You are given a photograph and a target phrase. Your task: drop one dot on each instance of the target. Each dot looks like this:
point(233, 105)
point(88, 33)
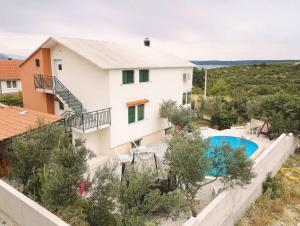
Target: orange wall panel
point(33, 99)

- GOAL OF THE EXERCISE:
Copy out every line of the records above word for word, leaving out the pictures.

- TASK ANSWER:
You are given a photograph and a target phrase. Your task: drop one dot on each instance of the target. Each dot looks like this:
point(233, 105)
point(88, 33)
Target: orange wall panel
point(33, 99)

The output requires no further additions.